Goal: Continue the Wikipedia-style article on The Laws of Jazz, the Hubert Laws album, from the point where it stops.

Page extract:
================================

Studio album by Hubert Laws
- Released: 1964
- Recorded: April 2 & 22, 1964
- Genre: Jazz
- Length: 33:29
- Label: Atlantic
- Producer: Joel Dorn

Hubert Laws chronology
|  | The Laws of Jazz (1964) | Flute By-Laws (1966) |

= The Laws of Jazz =

The Laws of Jazz is the debut album by jazz flautist Hubert Laws released on the Atlantic label in 1964.

==Reception==
The Allmusic review by Scott Yanow awarded the album 4 stars stating "Laws is in fine form during what is essentially a straight-ahead jazz set. Some of the music is a little funky, but throughout, Laws (who plays piccolo on two of the seven numbers) is in excellent form".

================================

Position annotation records:
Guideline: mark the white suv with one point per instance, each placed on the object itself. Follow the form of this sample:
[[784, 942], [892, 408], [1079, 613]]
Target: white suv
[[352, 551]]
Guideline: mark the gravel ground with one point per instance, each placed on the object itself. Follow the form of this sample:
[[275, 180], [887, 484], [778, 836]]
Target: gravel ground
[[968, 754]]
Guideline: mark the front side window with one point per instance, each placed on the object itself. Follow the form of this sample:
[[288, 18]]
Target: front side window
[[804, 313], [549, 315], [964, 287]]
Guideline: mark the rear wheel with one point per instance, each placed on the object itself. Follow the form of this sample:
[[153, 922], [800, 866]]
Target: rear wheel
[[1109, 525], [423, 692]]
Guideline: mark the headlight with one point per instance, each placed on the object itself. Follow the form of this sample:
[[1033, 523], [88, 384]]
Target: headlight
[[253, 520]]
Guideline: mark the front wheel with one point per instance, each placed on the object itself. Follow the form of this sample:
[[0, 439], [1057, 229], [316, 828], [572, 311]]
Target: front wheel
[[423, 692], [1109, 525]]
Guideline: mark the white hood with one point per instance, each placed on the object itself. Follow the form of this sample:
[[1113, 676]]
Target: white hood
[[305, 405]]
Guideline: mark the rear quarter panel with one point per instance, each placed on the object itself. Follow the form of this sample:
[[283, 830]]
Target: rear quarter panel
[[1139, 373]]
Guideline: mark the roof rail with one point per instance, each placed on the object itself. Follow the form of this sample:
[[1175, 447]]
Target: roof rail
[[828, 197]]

================================

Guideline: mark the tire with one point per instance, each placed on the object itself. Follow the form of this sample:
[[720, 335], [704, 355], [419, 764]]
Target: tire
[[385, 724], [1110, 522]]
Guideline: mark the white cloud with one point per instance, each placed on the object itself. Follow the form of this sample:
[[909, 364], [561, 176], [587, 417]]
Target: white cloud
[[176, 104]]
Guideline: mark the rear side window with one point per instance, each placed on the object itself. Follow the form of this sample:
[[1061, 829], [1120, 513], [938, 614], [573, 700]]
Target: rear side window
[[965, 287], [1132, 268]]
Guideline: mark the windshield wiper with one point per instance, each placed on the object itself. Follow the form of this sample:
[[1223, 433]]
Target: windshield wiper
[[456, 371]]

================================

Result:
Professional ratings
Review scores
| Source | Rating |
| Allmusic |  |
| The Penguin Guide to Jazz Recordings |  |

==Track listing==
All compositions by Hubert Laws except as indicated
1. "Miss Thing" (Bobby Thomas) - 3:47
2. "All Soul" (Curtis Lewis) - 3:39
3. "Black Eyed Peas and Rice" - 3:25
4. "Bessie's Blues" - 6:12
5. "And Don't You Forget It" (Thomas) - 2:59
6. "Bimbe Blue" - 7:51
7. "Capers" (Tommy McIntosh) - 5:36
- Recorded in New York City on April 2, 1964 (tracks 1, 3 & 6) and April 22, 1964 (tracks 2, 4, 5 & 7)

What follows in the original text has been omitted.